### WHAT THIS TASK INVOLVES
Find where "Set-play tagging: locate each instance of the speckled" occurs in the data below, and retype that line and every later line exactly.

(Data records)
'''

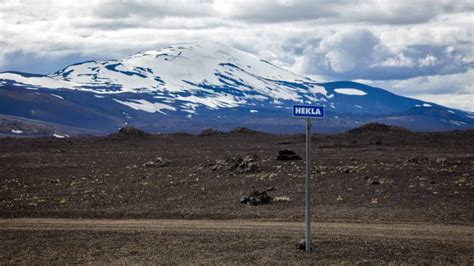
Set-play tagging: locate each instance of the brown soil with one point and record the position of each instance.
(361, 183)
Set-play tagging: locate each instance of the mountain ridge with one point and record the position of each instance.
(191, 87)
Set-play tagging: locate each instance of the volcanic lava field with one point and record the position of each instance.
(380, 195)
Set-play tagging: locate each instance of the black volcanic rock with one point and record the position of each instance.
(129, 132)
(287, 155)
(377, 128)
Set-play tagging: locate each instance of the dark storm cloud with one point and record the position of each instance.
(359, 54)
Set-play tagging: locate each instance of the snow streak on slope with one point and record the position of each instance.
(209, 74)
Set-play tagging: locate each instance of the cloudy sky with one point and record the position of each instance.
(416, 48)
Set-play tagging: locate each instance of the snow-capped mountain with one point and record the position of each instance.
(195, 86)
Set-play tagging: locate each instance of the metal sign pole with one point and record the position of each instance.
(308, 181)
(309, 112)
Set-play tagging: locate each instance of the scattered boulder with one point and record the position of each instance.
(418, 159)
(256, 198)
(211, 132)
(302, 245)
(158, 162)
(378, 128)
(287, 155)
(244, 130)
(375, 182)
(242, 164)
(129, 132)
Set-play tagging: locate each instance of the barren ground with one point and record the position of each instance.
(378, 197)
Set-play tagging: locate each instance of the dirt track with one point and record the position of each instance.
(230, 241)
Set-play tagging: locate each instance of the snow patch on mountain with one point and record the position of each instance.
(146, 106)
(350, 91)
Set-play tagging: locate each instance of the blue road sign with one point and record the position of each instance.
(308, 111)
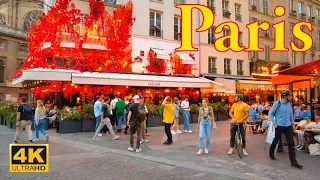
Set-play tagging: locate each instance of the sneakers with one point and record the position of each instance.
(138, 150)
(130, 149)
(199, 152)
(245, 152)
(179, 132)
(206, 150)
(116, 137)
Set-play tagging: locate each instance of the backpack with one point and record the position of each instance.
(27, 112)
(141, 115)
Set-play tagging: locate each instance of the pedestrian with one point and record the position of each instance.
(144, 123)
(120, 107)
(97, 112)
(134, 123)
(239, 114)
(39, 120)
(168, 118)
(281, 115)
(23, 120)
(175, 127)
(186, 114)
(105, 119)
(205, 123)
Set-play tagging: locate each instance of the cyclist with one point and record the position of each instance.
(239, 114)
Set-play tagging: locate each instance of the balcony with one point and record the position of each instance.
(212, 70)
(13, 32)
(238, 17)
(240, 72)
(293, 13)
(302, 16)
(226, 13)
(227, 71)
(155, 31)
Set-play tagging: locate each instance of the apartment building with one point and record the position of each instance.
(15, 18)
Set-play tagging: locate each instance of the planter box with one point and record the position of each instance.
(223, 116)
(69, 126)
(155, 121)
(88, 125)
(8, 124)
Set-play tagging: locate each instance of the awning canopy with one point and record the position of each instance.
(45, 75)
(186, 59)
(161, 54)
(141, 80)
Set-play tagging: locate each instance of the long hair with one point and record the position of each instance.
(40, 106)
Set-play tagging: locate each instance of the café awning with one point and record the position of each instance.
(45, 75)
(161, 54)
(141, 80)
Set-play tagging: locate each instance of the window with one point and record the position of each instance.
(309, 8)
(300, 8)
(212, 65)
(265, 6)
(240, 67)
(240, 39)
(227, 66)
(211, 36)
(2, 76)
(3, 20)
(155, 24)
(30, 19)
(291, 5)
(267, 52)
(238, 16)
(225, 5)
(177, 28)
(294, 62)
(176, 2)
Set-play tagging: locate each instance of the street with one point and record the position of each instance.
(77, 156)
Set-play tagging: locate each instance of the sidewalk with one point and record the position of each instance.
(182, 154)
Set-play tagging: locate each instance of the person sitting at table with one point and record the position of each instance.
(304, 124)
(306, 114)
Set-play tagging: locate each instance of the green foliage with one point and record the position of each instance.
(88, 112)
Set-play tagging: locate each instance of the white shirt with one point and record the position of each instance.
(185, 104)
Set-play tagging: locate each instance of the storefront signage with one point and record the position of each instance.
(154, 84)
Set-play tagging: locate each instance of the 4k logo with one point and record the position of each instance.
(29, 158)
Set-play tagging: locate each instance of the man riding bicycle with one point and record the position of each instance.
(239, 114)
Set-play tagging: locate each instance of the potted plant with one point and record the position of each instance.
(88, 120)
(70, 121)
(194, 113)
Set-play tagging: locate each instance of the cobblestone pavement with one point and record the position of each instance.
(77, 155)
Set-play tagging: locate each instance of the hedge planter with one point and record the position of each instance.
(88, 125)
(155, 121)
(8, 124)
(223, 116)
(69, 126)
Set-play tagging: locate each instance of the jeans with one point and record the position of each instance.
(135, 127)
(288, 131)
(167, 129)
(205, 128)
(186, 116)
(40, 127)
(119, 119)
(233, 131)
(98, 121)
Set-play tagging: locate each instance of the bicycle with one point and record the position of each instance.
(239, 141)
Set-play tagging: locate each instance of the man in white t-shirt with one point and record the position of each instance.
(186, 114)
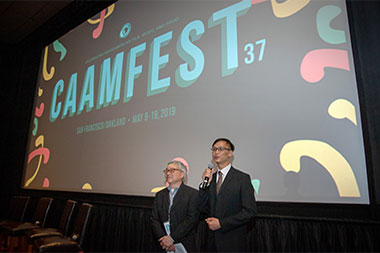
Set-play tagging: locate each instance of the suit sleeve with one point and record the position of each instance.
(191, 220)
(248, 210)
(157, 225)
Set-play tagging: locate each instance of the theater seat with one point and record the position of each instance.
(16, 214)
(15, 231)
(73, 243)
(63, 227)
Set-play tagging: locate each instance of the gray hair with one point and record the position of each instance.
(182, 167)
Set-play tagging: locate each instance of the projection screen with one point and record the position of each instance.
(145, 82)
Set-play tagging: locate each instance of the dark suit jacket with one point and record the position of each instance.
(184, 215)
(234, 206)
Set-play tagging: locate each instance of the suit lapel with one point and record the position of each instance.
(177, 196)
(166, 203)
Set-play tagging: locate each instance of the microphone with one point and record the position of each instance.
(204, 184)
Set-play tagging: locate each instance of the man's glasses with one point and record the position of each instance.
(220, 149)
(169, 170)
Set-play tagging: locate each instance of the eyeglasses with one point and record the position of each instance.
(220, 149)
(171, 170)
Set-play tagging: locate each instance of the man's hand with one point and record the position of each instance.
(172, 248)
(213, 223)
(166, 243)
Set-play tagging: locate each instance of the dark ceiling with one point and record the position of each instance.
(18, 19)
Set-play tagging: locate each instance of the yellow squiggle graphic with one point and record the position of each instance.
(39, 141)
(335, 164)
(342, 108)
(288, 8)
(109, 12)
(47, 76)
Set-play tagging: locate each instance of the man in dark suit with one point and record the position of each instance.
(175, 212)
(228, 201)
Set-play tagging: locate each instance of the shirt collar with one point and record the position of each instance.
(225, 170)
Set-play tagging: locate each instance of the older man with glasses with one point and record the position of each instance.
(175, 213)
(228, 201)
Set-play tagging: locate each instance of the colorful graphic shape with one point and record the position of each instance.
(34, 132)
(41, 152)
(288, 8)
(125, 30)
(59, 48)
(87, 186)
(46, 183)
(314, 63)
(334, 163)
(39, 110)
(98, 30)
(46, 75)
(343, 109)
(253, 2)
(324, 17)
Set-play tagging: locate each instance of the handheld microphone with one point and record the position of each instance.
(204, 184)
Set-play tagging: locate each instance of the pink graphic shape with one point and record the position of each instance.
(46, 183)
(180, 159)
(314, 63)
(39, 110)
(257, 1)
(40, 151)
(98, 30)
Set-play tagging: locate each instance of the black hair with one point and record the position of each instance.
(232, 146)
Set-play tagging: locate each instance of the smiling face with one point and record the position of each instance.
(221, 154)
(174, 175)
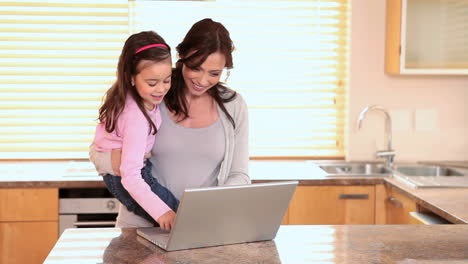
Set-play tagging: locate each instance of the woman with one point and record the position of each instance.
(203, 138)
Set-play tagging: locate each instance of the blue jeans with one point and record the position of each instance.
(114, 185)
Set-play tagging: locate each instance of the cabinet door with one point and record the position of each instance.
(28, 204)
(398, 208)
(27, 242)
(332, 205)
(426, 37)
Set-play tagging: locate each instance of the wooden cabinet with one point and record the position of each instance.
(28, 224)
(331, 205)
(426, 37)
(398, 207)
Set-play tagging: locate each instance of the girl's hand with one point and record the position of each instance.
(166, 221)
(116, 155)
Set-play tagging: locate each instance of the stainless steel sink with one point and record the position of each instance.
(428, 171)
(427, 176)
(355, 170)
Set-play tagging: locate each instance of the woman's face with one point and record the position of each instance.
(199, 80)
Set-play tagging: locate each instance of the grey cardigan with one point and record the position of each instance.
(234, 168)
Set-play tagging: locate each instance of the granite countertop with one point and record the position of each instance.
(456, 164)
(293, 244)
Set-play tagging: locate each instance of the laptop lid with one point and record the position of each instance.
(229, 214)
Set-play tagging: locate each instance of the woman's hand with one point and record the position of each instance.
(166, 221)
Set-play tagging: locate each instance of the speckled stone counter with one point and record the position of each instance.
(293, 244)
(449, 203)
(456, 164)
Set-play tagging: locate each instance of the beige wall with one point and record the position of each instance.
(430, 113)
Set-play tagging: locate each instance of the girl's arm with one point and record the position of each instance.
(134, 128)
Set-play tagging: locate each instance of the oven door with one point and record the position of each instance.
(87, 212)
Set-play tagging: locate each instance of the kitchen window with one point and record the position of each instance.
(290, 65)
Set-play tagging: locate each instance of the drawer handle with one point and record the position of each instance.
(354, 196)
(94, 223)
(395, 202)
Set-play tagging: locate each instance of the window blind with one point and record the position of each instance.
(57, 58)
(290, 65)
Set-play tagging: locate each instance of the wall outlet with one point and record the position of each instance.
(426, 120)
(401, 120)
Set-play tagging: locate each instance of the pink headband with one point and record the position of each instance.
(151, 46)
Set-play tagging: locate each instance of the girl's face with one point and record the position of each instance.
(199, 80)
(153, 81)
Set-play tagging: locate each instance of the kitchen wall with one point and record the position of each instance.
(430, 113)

'''

### OUTPUT
Set-play tagging: locate each instance of the speckled stone counter with one point and record the position of each instance.
(293, 244)
(449, 203)
(456, 164)
Set-play tagging: locate each instance of the beige wall with one point and record the position of each instance.
(430, 113)
Set-play tagging: locate each instance of the girl's arm with one point and record the position of each instance.
(134, 128)
Set-play tagging: locate each instance of the oven door with one point and record the position of each instance.
(87, 212)
Set-play tagging: locate each instance of the kitchen window with one point and record the position of each instance.
(290, 65)
Set-play tagging: locate each instance of the drawer handle with one point and record the position of each instance.
(354, 196)
(94, 223)
(395, 202)
Set-play tagging: locate each instance of the window blind with one point and record the position of each instance.
(57, 58)
(290, 65)
Set-play tagging: locate each instance of the wall outlet with one point and record the position of each instance.
(426, 120)
(401, 120)
Set-play tagging: locate each instance of the pink headband with one point and record the position of each instance.
(151, 46)
Set-play tagging: locate each instance of the girl's face with one point and record the position of each instance.
(199, 80)
(153, 81)
Set-play tagging: locate each instance of the kitchen wall with one point and record the position of each instance.
(430, 113)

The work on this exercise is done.